**The request**
Could you reproduce every one of the records below with "player" swapped for "user" and everything else left as it is, leaving out the pictures?

start

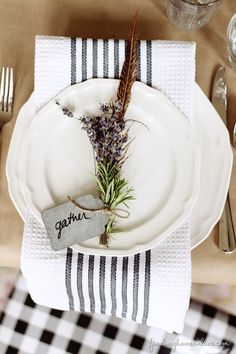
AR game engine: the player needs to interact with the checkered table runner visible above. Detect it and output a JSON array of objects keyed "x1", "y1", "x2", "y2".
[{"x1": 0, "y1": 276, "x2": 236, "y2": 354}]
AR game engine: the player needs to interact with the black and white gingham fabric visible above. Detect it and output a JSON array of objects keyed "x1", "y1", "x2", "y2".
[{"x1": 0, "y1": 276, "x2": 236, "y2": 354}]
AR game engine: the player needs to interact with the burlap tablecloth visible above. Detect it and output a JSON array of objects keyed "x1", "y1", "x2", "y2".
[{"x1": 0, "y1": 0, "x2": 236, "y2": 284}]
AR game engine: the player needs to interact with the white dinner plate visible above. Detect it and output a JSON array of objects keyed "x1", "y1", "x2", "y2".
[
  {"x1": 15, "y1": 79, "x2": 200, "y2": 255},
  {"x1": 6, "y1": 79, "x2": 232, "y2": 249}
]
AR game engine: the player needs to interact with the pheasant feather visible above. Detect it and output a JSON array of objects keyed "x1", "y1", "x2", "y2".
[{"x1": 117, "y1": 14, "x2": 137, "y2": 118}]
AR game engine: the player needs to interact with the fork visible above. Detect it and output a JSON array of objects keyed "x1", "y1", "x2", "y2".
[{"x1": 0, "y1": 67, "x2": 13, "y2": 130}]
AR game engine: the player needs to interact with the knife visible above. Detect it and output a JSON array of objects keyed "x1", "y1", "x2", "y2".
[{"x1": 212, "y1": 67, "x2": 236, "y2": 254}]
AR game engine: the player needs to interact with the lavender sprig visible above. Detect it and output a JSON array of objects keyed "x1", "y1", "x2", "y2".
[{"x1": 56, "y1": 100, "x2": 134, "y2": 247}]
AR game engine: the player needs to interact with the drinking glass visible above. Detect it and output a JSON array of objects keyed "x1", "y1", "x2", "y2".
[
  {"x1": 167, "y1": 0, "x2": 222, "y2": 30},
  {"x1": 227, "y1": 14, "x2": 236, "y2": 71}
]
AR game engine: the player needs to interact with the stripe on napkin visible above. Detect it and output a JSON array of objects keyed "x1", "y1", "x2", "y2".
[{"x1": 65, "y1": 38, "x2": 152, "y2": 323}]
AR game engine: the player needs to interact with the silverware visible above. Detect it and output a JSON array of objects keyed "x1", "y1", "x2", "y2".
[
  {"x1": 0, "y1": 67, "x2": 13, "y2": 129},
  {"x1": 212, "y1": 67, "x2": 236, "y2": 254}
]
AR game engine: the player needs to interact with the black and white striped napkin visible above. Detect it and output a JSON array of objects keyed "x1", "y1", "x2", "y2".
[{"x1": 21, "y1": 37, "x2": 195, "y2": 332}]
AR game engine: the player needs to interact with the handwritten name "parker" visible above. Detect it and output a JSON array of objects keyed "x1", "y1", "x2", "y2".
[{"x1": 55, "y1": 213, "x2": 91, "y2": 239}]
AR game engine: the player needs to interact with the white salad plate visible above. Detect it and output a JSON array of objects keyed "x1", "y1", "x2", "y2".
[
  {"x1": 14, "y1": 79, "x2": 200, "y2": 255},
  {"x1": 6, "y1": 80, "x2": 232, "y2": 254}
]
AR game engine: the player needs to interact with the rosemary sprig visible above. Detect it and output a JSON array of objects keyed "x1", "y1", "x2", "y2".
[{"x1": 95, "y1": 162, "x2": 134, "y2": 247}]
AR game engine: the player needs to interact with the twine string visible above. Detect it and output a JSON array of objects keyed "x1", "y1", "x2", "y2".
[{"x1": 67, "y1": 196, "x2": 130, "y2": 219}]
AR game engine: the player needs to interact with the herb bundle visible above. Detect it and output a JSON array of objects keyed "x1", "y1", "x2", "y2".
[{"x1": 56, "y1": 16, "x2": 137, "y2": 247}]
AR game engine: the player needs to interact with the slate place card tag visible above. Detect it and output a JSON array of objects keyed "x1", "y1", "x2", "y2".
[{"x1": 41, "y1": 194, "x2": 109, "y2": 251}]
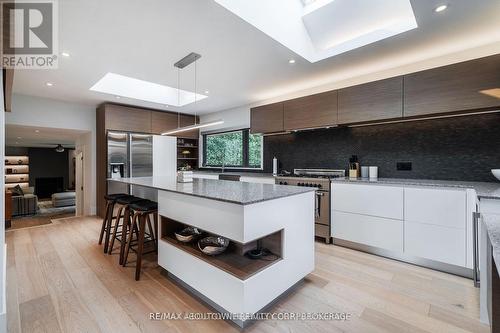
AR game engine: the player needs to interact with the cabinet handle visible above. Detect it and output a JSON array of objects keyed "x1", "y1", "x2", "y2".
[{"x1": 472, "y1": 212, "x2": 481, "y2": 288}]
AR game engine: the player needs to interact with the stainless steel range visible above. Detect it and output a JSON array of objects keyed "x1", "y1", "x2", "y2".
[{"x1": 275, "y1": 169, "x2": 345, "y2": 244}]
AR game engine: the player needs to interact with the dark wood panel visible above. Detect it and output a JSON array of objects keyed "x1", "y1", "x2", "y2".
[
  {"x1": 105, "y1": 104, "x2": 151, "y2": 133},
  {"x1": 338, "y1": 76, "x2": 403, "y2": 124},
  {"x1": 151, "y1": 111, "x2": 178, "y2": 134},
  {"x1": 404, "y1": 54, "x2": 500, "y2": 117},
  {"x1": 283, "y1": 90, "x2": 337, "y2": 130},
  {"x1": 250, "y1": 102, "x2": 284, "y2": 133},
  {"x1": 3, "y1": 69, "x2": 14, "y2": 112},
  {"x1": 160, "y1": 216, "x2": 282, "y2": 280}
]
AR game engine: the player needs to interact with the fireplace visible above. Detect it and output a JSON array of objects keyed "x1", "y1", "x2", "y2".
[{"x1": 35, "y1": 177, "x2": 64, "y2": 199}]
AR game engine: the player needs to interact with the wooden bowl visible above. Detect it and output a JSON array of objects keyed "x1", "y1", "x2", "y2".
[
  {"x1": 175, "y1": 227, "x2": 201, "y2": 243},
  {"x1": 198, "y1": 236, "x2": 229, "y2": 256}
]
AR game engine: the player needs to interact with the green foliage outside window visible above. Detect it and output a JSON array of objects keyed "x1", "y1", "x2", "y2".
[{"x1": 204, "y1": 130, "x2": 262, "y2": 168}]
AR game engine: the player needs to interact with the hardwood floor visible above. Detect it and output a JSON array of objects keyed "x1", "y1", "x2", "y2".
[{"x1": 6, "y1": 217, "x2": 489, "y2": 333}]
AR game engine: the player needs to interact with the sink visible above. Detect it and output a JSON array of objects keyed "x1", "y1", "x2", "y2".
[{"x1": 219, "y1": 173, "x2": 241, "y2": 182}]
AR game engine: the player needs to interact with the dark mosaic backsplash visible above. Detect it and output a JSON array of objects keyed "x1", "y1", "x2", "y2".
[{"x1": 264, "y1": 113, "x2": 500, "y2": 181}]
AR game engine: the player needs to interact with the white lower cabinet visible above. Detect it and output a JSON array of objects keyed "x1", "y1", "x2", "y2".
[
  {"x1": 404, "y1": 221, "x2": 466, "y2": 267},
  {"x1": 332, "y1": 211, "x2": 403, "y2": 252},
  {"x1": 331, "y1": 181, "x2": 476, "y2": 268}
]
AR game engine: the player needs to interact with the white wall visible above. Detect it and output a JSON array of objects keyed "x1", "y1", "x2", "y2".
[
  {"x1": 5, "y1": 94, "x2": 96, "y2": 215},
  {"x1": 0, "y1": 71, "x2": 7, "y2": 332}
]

end

**Full solution**
AR game engine: the user needs to interact with the checkered table runner visible above. Detect it and output a JSON array of objects keyed "x1", "y1", "x2", "y2".
[{"x1": 0, "y1": 276, "x2": 236, "y2": 354}]
AR game engine: the user needs to interact with the black and white gingham fabric visible above. Detect it and output a JSON array of objects keyed "x1", "y1", "x2", "y2".
[{"x1": 0, "y1": 276, "x2": 236, "y2": 354}]
AR game engine: the user needs to interact with the burlap tablecloth visible above. Detect it and output a JSON array of objects keyed "x1", "y1", "x2", "y2".
[{"x1": 0, "y1": 0, "x2": 236, "y2": 284}]
AR game engine: the user needs to interact with the white dinner plate visible above. Detect it and output a JSON array of objects keyed "x1", "y1", "x2", "y2".
[
  {"x1": 15, "y1": 79, "x2": 200, "y2": 255},
  {"x1": 6, "y1": 79, "x2": 232, "y2": 249}
]
AR game engine: the user needs to interact with the pheasant feather visible above. Detect it and output a JSON array of objects keyed "x1", "y1", "x2", "y2".
[{"x1": 117, "y1": 14, "x2": 137, "y2": 118}]
AR game engine: the user needs to interact with the fork visible above. Detect it and output a JSON array of objects keyed "x1", "y1", "x2", "y2".
[{"x1": 0, "y1": 67, "x2": 13, "y2": 130}]
AR game engine: the user needs to interact with the knife visible above. Detect it and output a JSON array of objects keyed "x1", "y1", "x2", "y2".
[{"x1": 212, "y1": 67, "x2": 236, "y2": 254}]
AR game engine: the user needs to interact with the lavender sprig visible above. Detect it and output a JSON array of objects keyed "x1", "y1", "x2", "y2".
[{"x1": 56, "y1": 100, "x2": 134, "y2": 247}]
AR game engine: the user needs to interact with the drinking glass visible above. Detect it and output a JSON array of objects keyed "x1", "y1", "x2", "y2".
[
  {"x1": 167, "y1": 0, "x2": 222, "y2": 30},
  {"x1": 227, "y1": 14, "x2": 236, "y2": 71}
]
AR game engine: the user needs to interact with the stripe on napkin visible above. Detect it and output a JSON array of objects keyed "x1", "y1", "x2", "y2".
[{"x1": 65, "y1": 38, "x2": 152, "y2": 323}]
AR game engine: the user needs to interact with the silverware visible above. Detect it and output a JSON array of objects keyed "x1", "y1", "x2", "y2".
[
  {"x1": 0, "y1": 67, "x2": 13, "y2": 129},
  {"x1": 212, "y1": 67, "x2": 236, "y2": 254}
]
AR game engine: the user needs to interact with the black and white striped napkin visible above. Detect it and output a JSON array of objects keyed "x1", "y1", "x2", "y2".
[{"x1": 21, "y1": 37, "x2": 195, "y2": 332}]
AR game engine: the user needs to interact with the handwritten name "parker" visible above. Detect it and output a JSON array of objects keyed "x1", "y1", "x2", "y2".
[{"x1": 55, "y1": 213, "x2": 91, "y2": 239}]
AR game engine: the user needs to interact with the white salad plate visible above. Detect it and output a JSON array of objects keyed "x1", "y1", "x2", "y2".
[
  {"x1": 14, "y1": 79, "x2": 200, "y2": 255},
  {"x1": 6, "y1": 80, "x2": 232, "y2": 254}
]
AR game engine: the user needs to interact with the rosemary sprig visible above. Detect it and output a JSON array of objects keyed "x1", "y1", "x2", "y2".
[{"x1": 95, "y1": 162, "x2": 134, "y2": 247}]
AR game engine: the user needs to interact with the twine string visible above. Detect it and output a JSON array of objects keyed "x1", "y1", "x2", "y2".
[{"x1": 67, "y1": 196, "x2": 130, "y2": 219}]
AR game engine: the user needs to interact with the herb bundle visible above. Detect it and output a JSON array of objects keyed "x1", "y1", "x2", "y2".
[{"x1": 56, "y1": 16, "x2": 137, "y2": 247}]
AR game engine: the user needs to interact with the slate place card tag visible above. Detect it and output a JSON array of objects keyed "x1", "y1", "x2", "y2".
[{"x1": 41, "y1": 194, "x2": 109, "y2": 251}]
AR game engine: the user needs to interact with the cabinet handle visible above. Detect it and output a JSON array of objects keyed "x1", "y1", "x2", "y2".
[{"x1": 472, "y1": 212, "x2": 481, "y2": 288}]
AR game engine: the user needs to interact with the stainless steel range visible above. Detect it and output a JSON array of objects keyed "x1", "y1", "x2", "y2".
[{"x1": 275, "y1": 169, "x2": 345, "y2": 244}]
AR game engine: the user needs to interact with the dark wood panel visible above. Detect it and output a JSON array of objects keyed "x1", "y1", "x2", "y2".
[
  {"x1": 105, "y1": 104, "x2": 151, "y2": 133},
  {"x1": 338, "y1": 76, "x2": 403, "y2": 124},
  {"x1": 151, "y1": 111, "x2": 178, "y2": 134},
  {"x1": 404, "y1": 54, "x2": 500, "y2": 117},
  {"x1": 283, "y1": 90, "x2": 337, "y2": 130},
  {"x1": 250, "y1": 102, "x2": 284, "y2": 133},
  {"x1": 3, "y1": 69, "x2": 14, "y2": 112},
  {"x1": 160, "y1": 216, "x2": 282, "y2": 280}
]
AR game engine: the user needs to interact with the fireplace visible above. Detect it and output a JSON array of objects keyed "x1", "y1", "x2", "y2".
[{"x1": 35, "y1": 177, "x2": 64, "y2": 199}]
AR game engine: the user needs to interact with the wooden bowl visible above. Detect it and output a JSON array of objects keyed "x1", "y1", "x2", "y2".
[
  {"x1": 175, "y1": 227, "x2": 201, "y2": 243},
  {"x1": 198, "y1": 236, "x2": 229, "y2": 256}
]
AR game engine: the user needs to interact with the green foliage outside window visible above. Detect it and output a JSON array of objects keyed "x1", "y1", "x2", "y2".
[{"x1": 204, "y1": 130, "x2": 262, "y2": 168}]
AR game engine: the user needs to interact with the hardwood floor visible above. Detect it and output a JSON array of objects keyed "x1", "y1", "x2", "y2".
[{"x1": 6, "y1": 217, "x2": 489, "y2": 333}]
AR game engine: the user needs to interact with the sink visible above. Detect it and output a JSON array of objects keyed "x1", "y1", "x2", "y2".
[{"x1": 219, "y1": 173, "x2": 241, "y2": 182}]
AR game engine: the user needs to interact with the dark mosaic backsplash visible above. Detect it and output a JSON array of objects keyed "x1", "y1", "x2", "y2".
[{"x1": 264, "y1": 113, "x2": 500, "y2": 181}]
AR game engine: the user needs to interact with the white lower cabinet visible above. Detect it and output a JSON array of objects keyed "x1", "y1", "x2", "y2".
[
  {"x1": 404, "y1": 221, "x2": 466, "y2": 267},
  {"x1": 332, "y1": 211, "x2": 403, "y2": 252},
  {"x1": 331, "y1": 181, "x2": 476, "y2": 268}
]
AR game engine: the user needs to interact with the white wall visible above. Detect it and output a JSON array of objects keyed "x1", "y1", "x2", "y2".
[
  {"x1": 5, "y1": 94, "x2": 96, "y2": 215},
  {"x1": 0, "y1": 71, "x2": 7, "y2": 332}
]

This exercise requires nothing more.